WORK REQUIRED
Copy the entries starting at the line that contains "of the glass" and ending at the last line of the entries, requests included. In the answers, multiply every coordinate by 0.35 and round each to a whole number, with halves rounded up.

RECORDS SUPPLIED
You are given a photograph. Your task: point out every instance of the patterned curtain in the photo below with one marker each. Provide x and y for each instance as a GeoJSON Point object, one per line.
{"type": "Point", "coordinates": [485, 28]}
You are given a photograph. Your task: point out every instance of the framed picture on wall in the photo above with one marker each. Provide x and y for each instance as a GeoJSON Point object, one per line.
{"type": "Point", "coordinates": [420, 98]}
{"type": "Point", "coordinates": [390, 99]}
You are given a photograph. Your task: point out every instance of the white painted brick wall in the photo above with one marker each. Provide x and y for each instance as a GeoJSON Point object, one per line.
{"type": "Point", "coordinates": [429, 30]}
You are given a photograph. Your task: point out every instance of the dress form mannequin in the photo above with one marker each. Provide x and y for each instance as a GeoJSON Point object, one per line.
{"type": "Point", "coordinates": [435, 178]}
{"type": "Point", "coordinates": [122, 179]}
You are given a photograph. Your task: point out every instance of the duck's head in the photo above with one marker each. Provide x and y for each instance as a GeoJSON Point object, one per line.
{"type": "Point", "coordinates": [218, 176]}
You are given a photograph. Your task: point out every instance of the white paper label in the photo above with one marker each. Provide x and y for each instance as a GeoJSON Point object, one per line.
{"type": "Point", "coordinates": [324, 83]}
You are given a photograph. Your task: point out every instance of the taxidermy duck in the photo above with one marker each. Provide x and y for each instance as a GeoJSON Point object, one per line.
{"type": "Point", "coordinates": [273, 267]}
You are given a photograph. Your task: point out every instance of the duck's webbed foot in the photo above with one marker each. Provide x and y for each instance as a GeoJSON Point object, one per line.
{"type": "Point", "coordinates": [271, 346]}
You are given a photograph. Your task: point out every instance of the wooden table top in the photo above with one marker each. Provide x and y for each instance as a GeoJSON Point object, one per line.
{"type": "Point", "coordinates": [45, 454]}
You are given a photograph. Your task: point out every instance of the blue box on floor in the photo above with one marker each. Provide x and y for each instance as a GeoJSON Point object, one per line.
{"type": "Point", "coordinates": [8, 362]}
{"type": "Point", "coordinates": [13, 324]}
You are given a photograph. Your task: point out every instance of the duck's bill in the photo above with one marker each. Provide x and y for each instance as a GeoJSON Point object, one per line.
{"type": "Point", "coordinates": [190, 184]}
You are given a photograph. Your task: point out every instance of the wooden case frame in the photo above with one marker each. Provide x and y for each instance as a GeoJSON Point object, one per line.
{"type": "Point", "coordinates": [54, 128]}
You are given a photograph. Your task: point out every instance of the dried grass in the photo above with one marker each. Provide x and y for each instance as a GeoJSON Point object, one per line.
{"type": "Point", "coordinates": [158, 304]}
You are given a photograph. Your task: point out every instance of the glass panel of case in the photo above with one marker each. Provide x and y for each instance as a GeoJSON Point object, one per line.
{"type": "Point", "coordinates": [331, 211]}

TASK RESULT
You are given a photograph. Your task: point out every instance of the glass panel of case in the photo above with one marker each. Provide x and y for each instance as a GeoJSON Point object, one per line.
{"type": "Point", "coordinates": [116, 74]}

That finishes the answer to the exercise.